<<<<

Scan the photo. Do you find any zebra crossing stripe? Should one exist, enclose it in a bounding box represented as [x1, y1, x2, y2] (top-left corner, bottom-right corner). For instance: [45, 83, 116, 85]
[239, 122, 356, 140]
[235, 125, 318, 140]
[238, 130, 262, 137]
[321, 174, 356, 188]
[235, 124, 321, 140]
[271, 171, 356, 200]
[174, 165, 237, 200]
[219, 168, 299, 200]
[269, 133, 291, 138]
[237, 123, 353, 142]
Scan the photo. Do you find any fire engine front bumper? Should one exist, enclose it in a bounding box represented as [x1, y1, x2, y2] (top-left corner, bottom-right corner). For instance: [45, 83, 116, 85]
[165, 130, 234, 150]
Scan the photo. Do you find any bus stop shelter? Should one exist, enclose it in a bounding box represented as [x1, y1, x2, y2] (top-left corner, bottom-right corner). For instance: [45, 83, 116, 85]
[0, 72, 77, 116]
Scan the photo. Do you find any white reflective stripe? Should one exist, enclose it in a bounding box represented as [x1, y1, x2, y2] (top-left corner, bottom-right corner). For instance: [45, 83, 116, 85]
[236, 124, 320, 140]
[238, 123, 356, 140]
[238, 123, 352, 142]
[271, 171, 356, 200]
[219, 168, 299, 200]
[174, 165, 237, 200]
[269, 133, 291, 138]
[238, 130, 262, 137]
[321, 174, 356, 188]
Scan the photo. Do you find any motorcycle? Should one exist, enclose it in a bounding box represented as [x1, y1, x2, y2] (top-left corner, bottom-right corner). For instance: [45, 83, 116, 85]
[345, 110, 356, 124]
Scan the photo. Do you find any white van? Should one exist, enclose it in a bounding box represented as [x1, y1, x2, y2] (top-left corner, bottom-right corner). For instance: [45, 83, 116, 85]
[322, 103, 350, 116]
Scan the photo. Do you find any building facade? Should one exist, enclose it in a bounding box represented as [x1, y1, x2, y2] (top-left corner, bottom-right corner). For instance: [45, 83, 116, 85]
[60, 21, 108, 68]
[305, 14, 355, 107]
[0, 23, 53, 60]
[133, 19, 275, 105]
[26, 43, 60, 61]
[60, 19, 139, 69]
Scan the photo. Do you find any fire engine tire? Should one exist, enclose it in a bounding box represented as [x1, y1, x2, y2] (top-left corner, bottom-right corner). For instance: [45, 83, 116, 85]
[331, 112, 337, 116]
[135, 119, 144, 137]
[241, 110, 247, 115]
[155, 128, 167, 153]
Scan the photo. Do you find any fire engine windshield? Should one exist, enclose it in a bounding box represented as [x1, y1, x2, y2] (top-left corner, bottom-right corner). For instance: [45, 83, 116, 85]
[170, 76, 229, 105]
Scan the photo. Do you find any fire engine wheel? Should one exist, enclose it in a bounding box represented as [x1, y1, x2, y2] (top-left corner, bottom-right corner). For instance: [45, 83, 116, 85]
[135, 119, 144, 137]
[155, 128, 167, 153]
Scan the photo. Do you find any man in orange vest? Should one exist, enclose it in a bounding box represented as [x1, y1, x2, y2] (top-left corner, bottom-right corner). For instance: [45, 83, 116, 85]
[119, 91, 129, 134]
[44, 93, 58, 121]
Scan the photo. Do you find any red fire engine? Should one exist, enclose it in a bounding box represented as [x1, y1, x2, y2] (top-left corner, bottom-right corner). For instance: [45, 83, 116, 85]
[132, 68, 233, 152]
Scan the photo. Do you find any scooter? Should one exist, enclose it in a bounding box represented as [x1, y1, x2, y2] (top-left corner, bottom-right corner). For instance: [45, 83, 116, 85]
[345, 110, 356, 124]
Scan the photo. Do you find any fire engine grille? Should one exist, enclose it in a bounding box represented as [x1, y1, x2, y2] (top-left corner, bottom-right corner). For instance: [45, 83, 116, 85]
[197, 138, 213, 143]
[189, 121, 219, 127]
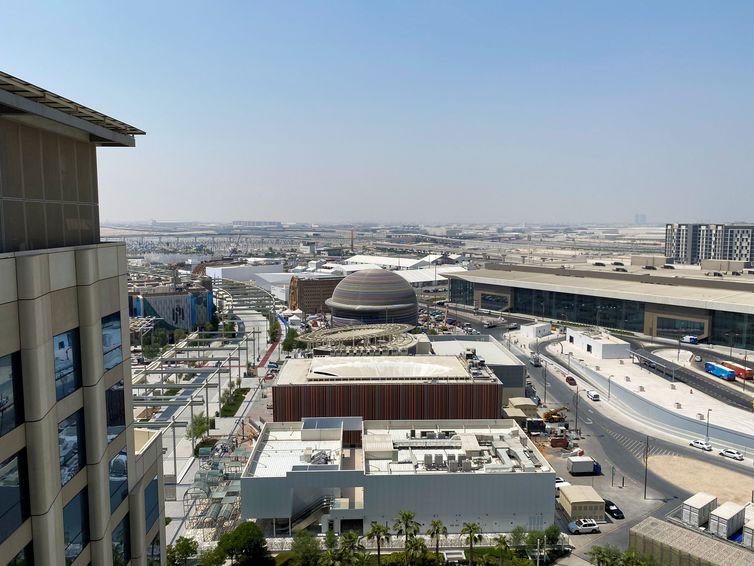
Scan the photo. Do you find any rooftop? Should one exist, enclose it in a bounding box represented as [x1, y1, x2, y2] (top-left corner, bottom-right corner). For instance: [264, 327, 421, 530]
[559, 484, 603, 503]
[449, 267, 754, 315]
[0, 70, 144, 146]
[430, 335, 523, 367]
[275, 355, 499, 385]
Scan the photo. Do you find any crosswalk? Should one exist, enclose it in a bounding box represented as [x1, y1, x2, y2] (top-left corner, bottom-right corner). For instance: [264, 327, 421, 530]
[604, 428, 679, 460]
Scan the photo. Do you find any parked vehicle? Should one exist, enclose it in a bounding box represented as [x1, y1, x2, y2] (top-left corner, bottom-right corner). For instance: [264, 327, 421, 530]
[694, 355, 703, 363]
[704, 362, 736, 381]
[612, 261, 624, 266]
[593, 262, 606, 267]
[689, 439, 713, 451]
[483, 320, 498, 328]
[721, 361, 754, 380]
[681, 335, 698, 344]
[568, 519, 601, 534]
[604, 500, 625, 519]
[530, 355, 542, 367]
[267, 361, 279, 369]
[614, 267, 628, 272]
[507, 323, 519, 330]
[567, 456, 602, 475]
[555, 478, 571, 496]
[720, 448, 744, 461]
[586, 390, 600, 401]
[643, 265, 658, 270]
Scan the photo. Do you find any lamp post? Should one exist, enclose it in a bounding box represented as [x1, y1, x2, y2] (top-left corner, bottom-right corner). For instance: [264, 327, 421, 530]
[574, 386, 580, 434]
[706, 408, 712, 442]
[608, 375, 613, 400]
[542, 360, 548, 406]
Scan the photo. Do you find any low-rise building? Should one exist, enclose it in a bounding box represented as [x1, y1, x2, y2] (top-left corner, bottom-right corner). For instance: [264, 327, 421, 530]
[288, 274, 344, 315]
[241, 417, 555, 536]
[521, 322, 552, 340]
[559, 485, 604, 521]
[566, 328, 630, 359]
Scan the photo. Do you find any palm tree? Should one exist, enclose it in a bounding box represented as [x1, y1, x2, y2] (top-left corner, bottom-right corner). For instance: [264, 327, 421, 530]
[366, 522, 390, 566]
[426, 519, 448, 565]
[351, 552, 371, 566]
[460, 522, 483, 566]
[493, 534, 509, 566]
[393, 511, 421, 565]
[340, 531, 365, 566]
[318, 548, 344, 566]
[404, 537, 428, 566]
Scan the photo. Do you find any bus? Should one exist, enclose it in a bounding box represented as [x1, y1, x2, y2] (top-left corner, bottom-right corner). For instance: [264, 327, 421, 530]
[721, 361, 754, 380]
[704, 362, 736, 381]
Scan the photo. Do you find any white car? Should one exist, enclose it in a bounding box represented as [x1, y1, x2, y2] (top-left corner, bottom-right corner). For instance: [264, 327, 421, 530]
[694, 355, 703, 363]
[720, 448, 744, 461]
[586, 390, 601, 401]
[689, 439, 713, 451]
[555, 478, 571, 497]
[568, 519, 601, 534]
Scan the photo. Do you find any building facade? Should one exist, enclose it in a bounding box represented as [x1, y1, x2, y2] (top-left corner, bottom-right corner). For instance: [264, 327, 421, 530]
[288, 275, 343, 315]
[665, 223, 754, 265]
[0, 72, 164, 565]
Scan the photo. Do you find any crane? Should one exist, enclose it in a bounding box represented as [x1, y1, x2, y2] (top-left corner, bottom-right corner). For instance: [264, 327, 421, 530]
[543, 406, 568, 423]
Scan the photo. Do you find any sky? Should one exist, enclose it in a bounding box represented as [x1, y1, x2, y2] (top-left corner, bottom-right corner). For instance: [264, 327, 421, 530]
[2, 1, 753, 225]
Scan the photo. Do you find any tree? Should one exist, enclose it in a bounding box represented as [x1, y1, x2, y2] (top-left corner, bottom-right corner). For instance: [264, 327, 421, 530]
[460, 522, 482, 566]
[324, 529, 339, 552]
[508, 526, 526, 555]
[340, 531, 365, 565]
[351, 552, 372, 566]
[525, 530, 544, 555]
[404, 537, 428, 566]
[197, 547, 226, 566]
[167, 536, 198, 566]
[186, 411, 211, 440]
[217, 521, 274, 566]
[426, 520, 447, 565]
[291, 529, 322, 566]
[586, 545, 622, 566]
[544, 523, 561, 548]
[366, 521, 391, 566]
[283, 328, 306, 352]
[174, 328, 187, 343]
[393, 511, 421, 566]
[318, 549, 344, 566]
[492, 534, 509, 566]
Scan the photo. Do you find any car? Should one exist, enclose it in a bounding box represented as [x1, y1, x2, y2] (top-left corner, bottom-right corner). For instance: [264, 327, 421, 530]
[694, 355, 703, 363]
[614, 267, 628, 272]
[604, 500, 625, 519]
[689, 439, 713, 451]
[565, 375, 577, 386]
[483, 321, 498, 328]
[568, 519, 601, 534]
[586, 390, 600, 401]
[267, 361, 279, 369]
[507, 323, 519, 330]
[555, 479, 571, 497]
[720, 448, 744, 461]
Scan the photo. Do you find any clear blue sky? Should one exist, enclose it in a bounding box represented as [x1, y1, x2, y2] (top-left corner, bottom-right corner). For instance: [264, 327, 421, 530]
[3, 1, 753, 224]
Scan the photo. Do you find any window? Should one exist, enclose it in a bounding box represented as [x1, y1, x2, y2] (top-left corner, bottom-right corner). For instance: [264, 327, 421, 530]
[106, 380, 126, 442]
[59, 410, 86, 486]
[9, 544, 32, 565]
[112, 514, 131, 566]
[147, 531, 161, 566]
[102, 313, 123, 371]
[0, 451, 28, 544]
[63, 488, 89, 565]
[54, 329, 81, 400]
[109, 448, 128, 513]
[145, 476, 159, 532]
[0, 352, 23, 437]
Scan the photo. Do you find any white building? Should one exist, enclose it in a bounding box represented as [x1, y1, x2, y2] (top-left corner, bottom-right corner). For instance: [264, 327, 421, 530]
[521, 322, 552, 340]
[566, 328, 630, 359]
[205, 261, 285, 282]
[241, 417, 554, 536]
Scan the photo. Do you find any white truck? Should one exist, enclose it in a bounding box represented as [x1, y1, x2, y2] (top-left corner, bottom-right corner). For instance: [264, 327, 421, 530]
[566, 455, 602, 476]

>>>>

What is needed: Copying begins at the line that holds "Scan the photo. Do you find any white building?" and ends at the last line of the data above, with both included and each line kept exactly.

Result of the exercise:
Scan the photo. Do you find any white building? Should one exist, enclose it in a bounding box represented as [x1, y1, x2, y2] (top-left corner, bottom-right corner). For instance: [264, 327, 421, 530]
[521, 322, 552, 340]
[566, 328, 630, 359]
[205, 261, 285, 282]
[241, 417, 554, 536]
Scan the photo. Do you find any white truck? Should one exist, enclose it in a bounding box represented as [x1, y1, x2, y2] (top-left corner, bottom-right corner). For instance: [264, 327, 421, 530]
[566, 455, 602, 476]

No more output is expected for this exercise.